(Records)
++++++++++++++++++++

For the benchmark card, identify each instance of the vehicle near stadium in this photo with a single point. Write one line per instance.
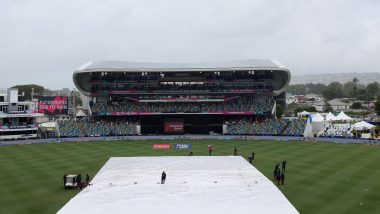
(71, 182)
(132, 98)
(18, 118)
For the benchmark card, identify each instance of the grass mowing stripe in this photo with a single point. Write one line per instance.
(48, 162)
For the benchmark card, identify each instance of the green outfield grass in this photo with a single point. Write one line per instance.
(320, 177)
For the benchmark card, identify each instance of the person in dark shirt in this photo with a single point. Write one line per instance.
(64, 181)
(209, 149)
(79, 181)
(87, 179)
(163, 177)
(278, 177)
(282, 178)
(283, 165)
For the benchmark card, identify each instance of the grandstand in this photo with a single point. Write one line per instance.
(18, 118)
(180, 98)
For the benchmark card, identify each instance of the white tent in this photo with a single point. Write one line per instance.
(343, 116)
(317, 117)
(363, 125)
(318, 123)
(330, 117)
(304, 113)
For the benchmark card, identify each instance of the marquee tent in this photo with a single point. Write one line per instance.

++++++++++++++++++++

- REQUIREMENTS: Give every row above as a numbered list, with no blank lines and no pictures.

- REPLY TO THE TASK:
1. For the benchmark card, identify each instance of the vehicle near stadium in this photo with a single point. Write one line per instance.
2. (71, 182)
3. (132, 98)
4. (18, 118)
5. For the benchmark card, identify each instance of the grass mowing stripe in this photo with a single point. Write one line per instance.
6. (48, 162)
7. For the benchmark card, identify each instance of the green outfield grass in this photo with a single point. Write one line per instance.
8. (320, 177)
9. For the benchmark card, identify each instance of the person in dark shirt in this photo with a single point. Write one line per instance.
10. (64, 181)
11. (209, 149)
12. (79, 181)
13. (87, 179)
14. (163, 177)
15. (278, 177)
16. (282, 178)
17. (283, 165)
18. For the benchmark card, identify each instance of the grandstand in this photo with a single point. Write one line per instance.
19. (18, 118)
20. (180, 98)
21. For the benchmark card, identify each instance of the white tent in this photo with a single point. Write one line per instance.
22. (343, 116)
23. (317, 117)
24. (363, 125)
25. (318, 123)
26. (330, 117)
27. (304, 113)
28. For the benchmark card, identify each instance of the marquee tent in this photo with a single point. Write one line per instance.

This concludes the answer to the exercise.